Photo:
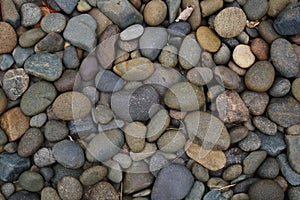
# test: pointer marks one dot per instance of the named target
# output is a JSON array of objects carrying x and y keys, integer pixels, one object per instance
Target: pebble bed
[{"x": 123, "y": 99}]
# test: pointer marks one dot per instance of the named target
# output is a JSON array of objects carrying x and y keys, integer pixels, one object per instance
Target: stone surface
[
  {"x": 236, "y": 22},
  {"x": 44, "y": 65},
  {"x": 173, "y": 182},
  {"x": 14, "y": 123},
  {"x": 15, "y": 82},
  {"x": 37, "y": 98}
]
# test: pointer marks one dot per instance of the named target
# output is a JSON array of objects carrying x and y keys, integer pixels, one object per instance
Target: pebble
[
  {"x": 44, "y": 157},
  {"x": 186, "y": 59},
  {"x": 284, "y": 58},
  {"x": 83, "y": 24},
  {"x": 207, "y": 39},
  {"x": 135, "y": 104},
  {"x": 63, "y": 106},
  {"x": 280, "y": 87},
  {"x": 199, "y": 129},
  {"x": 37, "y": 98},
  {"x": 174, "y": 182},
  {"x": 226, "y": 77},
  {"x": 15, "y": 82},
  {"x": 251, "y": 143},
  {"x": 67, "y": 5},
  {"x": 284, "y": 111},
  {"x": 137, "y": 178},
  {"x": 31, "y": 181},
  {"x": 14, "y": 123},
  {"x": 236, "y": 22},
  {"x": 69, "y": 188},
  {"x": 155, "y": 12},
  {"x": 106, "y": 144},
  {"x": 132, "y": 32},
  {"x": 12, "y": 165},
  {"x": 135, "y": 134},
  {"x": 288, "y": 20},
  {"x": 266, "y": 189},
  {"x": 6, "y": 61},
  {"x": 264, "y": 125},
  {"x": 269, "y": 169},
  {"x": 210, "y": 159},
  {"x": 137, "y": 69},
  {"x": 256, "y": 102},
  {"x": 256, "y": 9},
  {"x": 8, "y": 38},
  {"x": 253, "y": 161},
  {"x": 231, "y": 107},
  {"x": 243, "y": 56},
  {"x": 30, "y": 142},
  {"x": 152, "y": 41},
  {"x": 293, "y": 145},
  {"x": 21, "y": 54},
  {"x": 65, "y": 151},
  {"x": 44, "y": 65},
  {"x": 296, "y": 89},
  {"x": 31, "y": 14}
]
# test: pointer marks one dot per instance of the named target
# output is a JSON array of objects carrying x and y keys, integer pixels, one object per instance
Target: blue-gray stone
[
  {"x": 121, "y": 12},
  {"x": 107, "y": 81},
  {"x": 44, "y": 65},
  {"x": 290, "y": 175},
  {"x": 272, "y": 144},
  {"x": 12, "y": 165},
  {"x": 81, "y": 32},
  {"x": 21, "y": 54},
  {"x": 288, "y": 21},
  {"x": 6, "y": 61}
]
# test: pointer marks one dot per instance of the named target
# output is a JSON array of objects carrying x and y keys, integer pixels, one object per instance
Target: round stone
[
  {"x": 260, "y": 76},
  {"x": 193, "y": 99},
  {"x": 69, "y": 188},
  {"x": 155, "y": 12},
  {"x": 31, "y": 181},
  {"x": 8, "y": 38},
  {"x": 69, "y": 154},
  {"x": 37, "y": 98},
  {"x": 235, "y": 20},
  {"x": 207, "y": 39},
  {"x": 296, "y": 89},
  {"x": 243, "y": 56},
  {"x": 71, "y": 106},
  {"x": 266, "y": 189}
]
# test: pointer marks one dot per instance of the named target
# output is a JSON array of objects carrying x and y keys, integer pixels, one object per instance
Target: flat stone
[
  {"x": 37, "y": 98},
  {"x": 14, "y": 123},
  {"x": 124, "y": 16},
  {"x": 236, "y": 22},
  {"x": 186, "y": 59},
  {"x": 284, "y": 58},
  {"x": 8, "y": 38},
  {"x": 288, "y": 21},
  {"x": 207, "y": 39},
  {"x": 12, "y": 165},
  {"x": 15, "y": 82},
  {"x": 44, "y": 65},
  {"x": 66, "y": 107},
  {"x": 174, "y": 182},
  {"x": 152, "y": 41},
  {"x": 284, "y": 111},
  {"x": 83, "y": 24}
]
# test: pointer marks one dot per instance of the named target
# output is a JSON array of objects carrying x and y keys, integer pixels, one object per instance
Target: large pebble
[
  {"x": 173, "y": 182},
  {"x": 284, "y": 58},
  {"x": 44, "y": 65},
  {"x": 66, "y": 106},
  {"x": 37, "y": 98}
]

• **Work to complete**:
Quote the entries above word for word. Leave the images out.

• **Full response**:
Photo:
# test: pointer marks one dot per instance of the named target
# output is a JSON array of objects carrying x and y keys, integer pixels, one object per instance
Target: pebble bed
[{"x": 123, "y": 99}]
# test: pointer marks one dot per instance of the named target
# output is a JSON array of objects carrying x and y keys, integer pixels, one object per instance
Target: stone surface
[
  {"x": 236, "y": 22},
  {"x": 44, "y": 65},
  {"x": 173, "y": 182},
  {"x": 14, "y": 123},
  {"x": 15, "y": 82},
  {"x": 37, "y": 98}
]
# test: pointer marks one dot per instance of the named target
# output is a JSON array of objects carrying x and y keys, integer pixels, one object per instance
Target: pebble
[
  {"x": 44, "y": 157},
  {"x": 186, "y": 59},
  {"x": 284, "y": 58},
  {"x": 83, "y": 24},
  {"x": 207, "y": 39},
  {"x": 135, "y": 104},
  {"x": 63, "y": 106},
  {"x": 280, "y": 87},
  {"x": 199, "y": 129},
  {"x": 37, "y": 98},
  {"x": 174, "y": 182},
  {"x": 226, "y": 77},
  {"x": 15, "y": 82},
  {"x": 251, "y": 143},
  {"x": 67, "y": 5},
  {"x": 284, "y": 111},
  {"x": 137, "y": 178},
  {"x": 31, "y": 181},
  {"x": 14, "y": 123},
  {"x": 236, "y": 22},
  {"x": 69, "y": 188},
  {"x": 155, "y": 12},
  {"x": 106, "y": 144},
  {"x": 132, "y": 32},
  {"x": 12, "y": 165},
  {"x": 135, "y": 134},
  {"x": 288, "y": 20},
  {"x": 266, "y": 189},
  {"x": 6, "y": 61},
  {"x": 264, "y": 125},
  {"x": 269, "y": 169},
  {"x": 210, "y": 159},
  {"x": 137, "y": 69},
  {"x": 256, "y": 102},
  {"x": 256, "y": 9},
  {"x": 8, "y": 38},
  {"x": 253, "y": 161},
  {"x": 231, "y": 107},
  {"x": 243, "y": 56},
  {"x": 30, "y": 142},
  {"x": 152, "y": 41},
  {"x": 293, "y": 145},
  {"x": 21, "y": 54},
  {"x": 65, "y": 151},
  {"x": 44, "y": 65},
  {"x": 296, "y": 89},
  {"x": 31, "y": 14}
]
# test: pointer marks one dot per instance of the named target
# output is a JSON array of objects carrying x and y keys, integer pixels, one object per instance
Target: blue-gray stone
[
  {"x": 121, "y": 12},
  {"x": 107, "y": 81},
  {"x": 44, "y": 65},
  {"x": 290, "y": 175},
  {"x": 272, "y": 144},
  {"x": 12, "y": 165},
  {"x": 81, "y": 32},
  {"x": 21, "y": 54},
  {"x": 288, "y": 21},
  {"x": 6, "y": 61}
]
# test: pointer marks one dot per instance of the named target
# output is a JSON array of objects carrying x and y keys, integer pixels, one object per instance
Target: round stone
[
  {"x": 260, "y": 76},
  {"x": 193, "y": 99},
  {"x": 69, "y": 188},
  {"x": 155, "y": 12},
  {"x": 31, "y": 181},
  {"x": 8, "y": 38},
  {"x": 69, "y": 154},
  {"x": 37, "y": 98},
  {"x": 235, "y": 20},
  {"x": 207, "y": 39},
  {"x": 296, "y": 89},
  {"x": 243, "y": 56},
  {"x": 71, "y": 106},
  {"x": 266, "y": 189}
]
# test: pointer marks one dot per instance of the named target
# output is a JSON array of objects carrying x and y keys, integer pixels, one object per instance
Target: flat stone
[
  {"x": 37, "y": 98},
  {"x": 14, "y": 123},
  {"x": 124, "y": 16},
  {"x": 236, "y": 22},
  {"x": 186, "y": 59},
  {"x": 284, "y": 58},
  {"x": 8, "y": 38},
  {"x": 288, "y": 21},
  {"x": 207, "y": 39},
  {"x": 12, "y": 165},
  {"x": 15, "y": 82},
  {"x": 44, "y": 65},
  {"x": 66, "y": 107},
  {"x": 174, "y": 182},
  {"x": 152, "y": 41},
  {"x": 284, "y": 111},
  {"x": 83, "y": 24}
]
# test: pointer marks one dot per instance of the named target
# output is a JSON array of objects carrying x and y keys, integer pixels, one object per instance
Target: large pebble
[
  {"x": 173, "y": 182},
  {"x": 284, "y": 58},
  {"x": 44, "y": 65},
  {"x": 66, "y": 106},
  {"x": 37, "y": 98}
]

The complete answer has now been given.